Return, exactly as written, all lines from the line containing "Target: hand holding pencil" to the end of the entries below, with both ends included.
======== RECORDS SUPPLIED ========
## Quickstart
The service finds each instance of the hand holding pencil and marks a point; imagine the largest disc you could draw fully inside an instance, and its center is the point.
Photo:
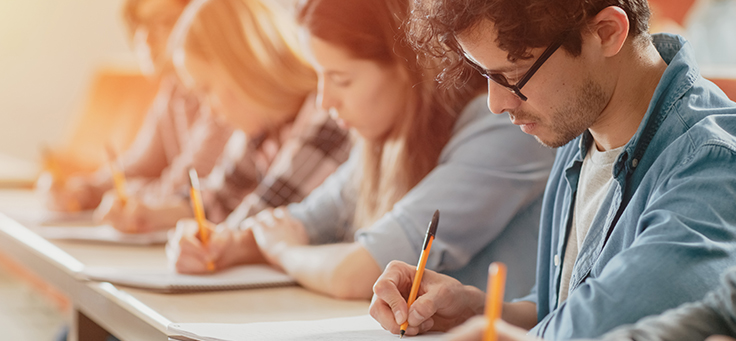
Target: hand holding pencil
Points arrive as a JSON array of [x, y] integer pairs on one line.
[[198, 208]]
========
§ **REPLY TO THE TASK**:
Target: hand holding pencil
Points arrive as a JSON array of [x, y] integer pairs on one line.
[[198, 208]]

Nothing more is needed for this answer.